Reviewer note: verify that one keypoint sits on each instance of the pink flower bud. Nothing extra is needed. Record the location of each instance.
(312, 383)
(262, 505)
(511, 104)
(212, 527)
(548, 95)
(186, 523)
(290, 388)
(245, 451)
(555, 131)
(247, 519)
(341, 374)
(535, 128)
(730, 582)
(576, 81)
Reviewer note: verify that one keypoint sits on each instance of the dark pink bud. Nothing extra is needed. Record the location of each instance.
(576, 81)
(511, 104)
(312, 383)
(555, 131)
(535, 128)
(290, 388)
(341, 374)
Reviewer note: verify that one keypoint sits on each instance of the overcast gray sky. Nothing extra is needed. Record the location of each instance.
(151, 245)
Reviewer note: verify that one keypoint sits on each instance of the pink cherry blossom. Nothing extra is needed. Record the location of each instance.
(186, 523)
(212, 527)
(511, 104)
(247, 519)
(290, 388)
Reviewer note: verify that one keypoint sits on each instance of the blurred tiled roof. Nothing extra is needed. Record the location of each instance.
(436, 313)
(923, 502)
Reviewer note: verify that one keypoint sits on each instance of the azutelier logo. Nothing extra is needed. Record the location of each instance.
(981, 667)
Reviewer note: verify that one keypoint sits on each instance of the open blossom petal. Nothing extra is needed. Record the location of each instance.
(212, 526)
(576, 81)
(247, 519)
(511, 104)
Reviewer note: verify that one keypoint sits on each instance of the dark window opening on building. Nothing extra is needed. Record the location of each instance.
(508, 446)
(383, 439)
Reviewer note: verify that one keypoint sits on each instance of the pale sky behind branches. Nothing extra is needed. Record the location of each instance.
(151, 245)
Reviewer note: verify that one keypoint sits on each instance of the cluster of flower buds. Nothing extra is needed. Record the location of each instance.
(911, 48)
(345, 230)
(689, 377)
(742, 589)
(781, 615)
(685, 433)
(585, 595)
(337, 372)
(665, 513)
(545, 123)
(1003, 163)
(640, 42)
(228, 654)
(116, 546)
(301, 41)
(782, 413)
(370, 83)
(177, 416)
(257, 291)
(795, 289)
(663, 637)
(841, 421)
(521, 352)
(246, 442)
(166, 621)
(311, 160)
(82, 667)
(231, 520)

= = =

> _Task description_
Rewrite all of the items above, swapping "verify" for "confirm" and keeping everything else unchanged.

> _Solution to the problem_
Reviewer note: confirm that one keypoint sits on each instance of the pink flower bud. Nothing extra is needed. Record the location of each instance.
(312, 383)
(262, 505)
(511, 104)
(212, 527)
(548, 95)
(186, 523)
(290, 388)
(245, 451)
(555, 131)
(247, 519)
(341, 374)
(535, 128)
(730, 582)
(576, 81)
Reviewer note: confirm that one keypoint sits on each instance of the dark pink bud. Nothing extra is needed. Record the location of each instance.
(576, 81)
(511, 104)
(312, 383)
(555, 131)
(535, 128)
(290, 388)
(341, 374)
Reviewer note: confirm that one keypoint sits on each instance of the overcast gray sky. Nothing extra is needed. Record the location of each instance.
(151, 245)
Reviewer note: confirm that one keypoint sits on each instance of the pink cherry blossom. Nothing extra is needed. Record the location of each instance.
(186, 523)
(212, 527)
(511, 104)
(247, 519)
(290, 388)
Reviewer note: confirm that one keypoint sits on each instance of the blurred tiled roof. Nothing extra is needed. Record the location of each instance.
(436, 313)
(923, 502)
Reviewer note: confirm that one keypoint sits on each instance of the azutelier logo. Nothing extra is needed. Record the location of each instance.
(981, 667)
Reviewer note: confirm that one keypoint sits on each instance of the open blossom petal. Nothing extra is needed. Record the location of each instance.
(212, 526)
(576, 81)
(247, 519)
(511, 104)
Reviewer note: confirm that one keypoint sits on each instance of the dark window opening on building. Nothing extra is needed. Record the location of each instance.
(508, 446)
(383, 439)
Reviewer note: confirm that one keypoint sits on each instance of the pale sky behind branches. Nothing extra is needed. Record the location of each instance.
(151, 245)
Reviewer note: confirm that one keypoint sits on each instance of the cluster of flower buds. Nothing extra is needed. Record the location of each instance.
(911, 48)
(345, 230)
(689, 377)
(742, 589)
(781, 615)
(685, 433)
(585, 595)
(337, 372)
(665, 513)
(545, 123)
(1003, 163)
(640, 42)
(228, 654)
(116, 546)
(301, 41)
(782, 413)
(370, 83)
(177, 416)
(257, 291)
(795, 289)
(663, 637)
(841, 421)
(521, 352)
(246, 442)
(166, 621)
(311, 160)
(82, 667)
(231, 520)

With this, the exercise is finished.